Each line below from the one containing "Exercise. Point out the black" through the one containing "Exercise. Point out the brown" is to be given again exactly, and no line outside that span.

Exercise inputs:
•••

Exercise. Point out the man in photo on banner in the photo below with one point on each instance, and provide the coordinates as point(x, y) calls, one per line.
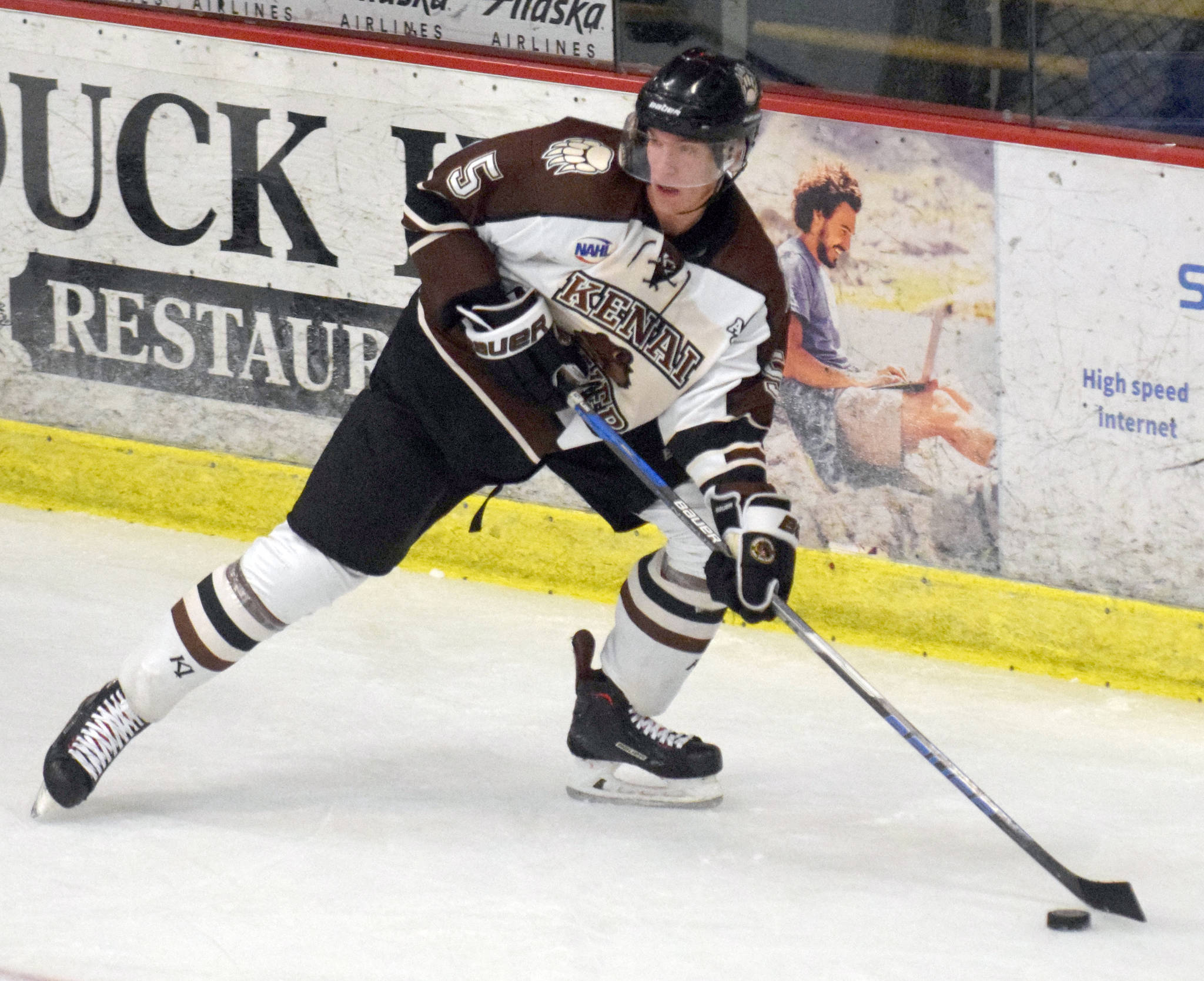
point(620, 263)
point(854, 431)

•••

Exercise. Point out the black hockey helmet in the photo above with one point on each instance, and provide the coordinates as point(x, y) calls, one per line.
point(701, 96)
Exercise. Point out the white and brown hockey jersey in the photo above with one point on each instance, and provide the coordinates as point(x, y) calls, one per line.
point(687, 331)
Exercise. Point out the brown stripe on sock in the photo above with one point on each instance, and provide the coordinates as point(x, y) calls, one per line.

•••

Solution for this exercise:
Exercise. Point out the black hockey helmet in the photo above with one point on each instance, and provide the coordinates as point(x, y) calls, one per line.
point(701, 96)
Exercise. Point out the white and brown hockey jersey in the photo above with one point on each instance, and provide the coordinates as point(x, y) calls, one per line.
point(687, 331)
Exercise. Point out the brown stripe on sock in the photo above with one point on each instance, and provide the coordinates as point(x, y) calls, one per line.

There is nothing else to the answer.